>> Begin Extract provided

Release of the 2003 "Patterns of Global Terrorism" Annual Report

Richard Armitage , Deputy Secretary of State
Washington, DC
April 29, 2004

(As Delivered) 

DEPUTY SECRETARY ARMITAGE: Well, good afternoon, ladies and gentlemen.

One week ago, I was in Riyadh in a private meeting with Prince Saud, the Foreign Minister of Saudi Arabia, when we heard a loud explosion. The windows rattled as the shockwave passed through the room.

That bomb claimed the lives of five people, including an 11-year-old girl. More than 100 others were injured, most of whom just had the bad luck to be walking past that particular place at that particular time.

On the same day, four other men used their bodies as bombs at various sites around Iraq. One of them incinerated a bus full of children on their way to school.

This is the true face of global terrorism -- not that of Usama bin Laden or his kind, but of the victims: those Saudi and Iraqi children last week; but also the revelers who died in the car bombing of a Bogotá nightclub last February; the passengers who were slaughtered in a Filipino airport last March; the Russian teenagers who were killed at a rock concert, and the Turkish bystanders who perished outside a synagogue; or the American father and daughter who were slain as they sat in a Jerusalem cafe.

>> End Extract provided

# [The tasks]
1. Repeat the Armitage remarks word for word, starting at "One week ago, I" and ending at "way to school.".
2. Based on the Armitage remarks, answer yes or no to each statement and quote the words that decide it: (a) Armitage was meeting with Prince Saud when the explosion was heard. (b) The Riyadh bomb killed more than 100 people. (c) The car bombing of the Bogotá nightclub took place last March.
The lines that come next have nothing to do with the Armitage remarks.

>> Begin Data extract

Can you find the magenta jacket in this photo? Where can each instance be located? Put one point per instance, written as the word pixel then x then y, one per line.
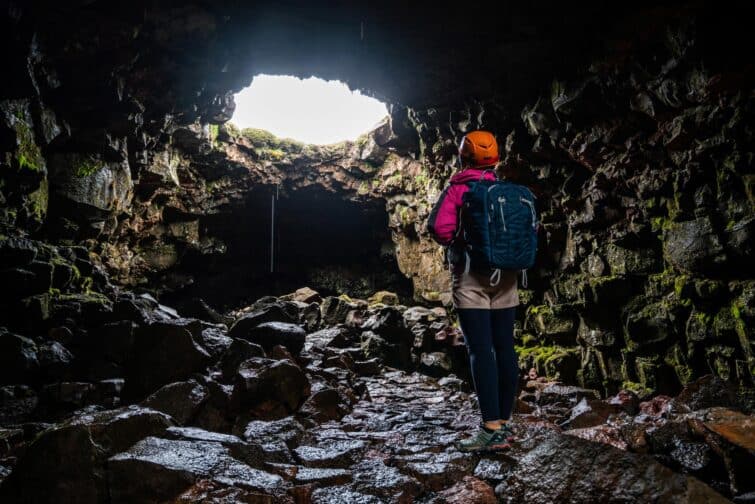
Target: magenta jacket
pixel 444 216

>> End Data extract

# [Solutions]
1.
One week ago, I was in Riyadh in a private meeting with Prince Saud, the Foreign Minister of Saudi Arabia, when we heard a loud explosion. The windows rattled as the shockwave passed through the room.

That bomb claimed the lives of five people, including an 11-year-old girl. More than 100 others were injured, most of whom just had the bad luck to be walking past that particular place at that particular time.

On the same day, four other men used their bodies as bombs at various sites around Iraq. One of them incinerated a bus full of children on their way to school.

2.
(a) Yes: "I was in Riyadh in a private meeting with Prince Saud, the Foreign Minister of Saudi Arabia, when we heard a loud explosion."
(b) No: "That bomb claimed the lives of five people" and "More than 100 others were injured."
(c) No: "the car bombing of a Bogotá nightclub last February."